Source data
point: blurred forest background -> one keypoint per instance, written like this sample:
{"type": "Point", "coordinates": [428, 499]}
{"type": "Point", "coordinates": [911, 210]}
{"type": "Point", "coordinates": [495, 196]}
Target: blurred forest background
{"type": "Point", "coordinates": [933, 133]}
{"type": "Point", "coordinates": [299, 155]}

• [What to work on] Render the source data above as a JSON list of strings, one string per line, leaving out any blank lines.

• [Written answer]
[
  "point: blurred forest background -> one keypoint per instance, written like this sample:",
  "{\"type\": \"Point\", \"coordinates\": [428, 499]}",
  "{\"type\": \"Point\", \"coordinates\": [911, 210]}",
  "{\"type\": \"Point\", \"coordinates\": [495, 196]}",
  "Target: blurred forest background",
  "{\"type\": \"Point\", \"coordinates\": [933, 133]}",
  "{\"type\": \"Point\", \"coordinates\": [299, 155]}"
]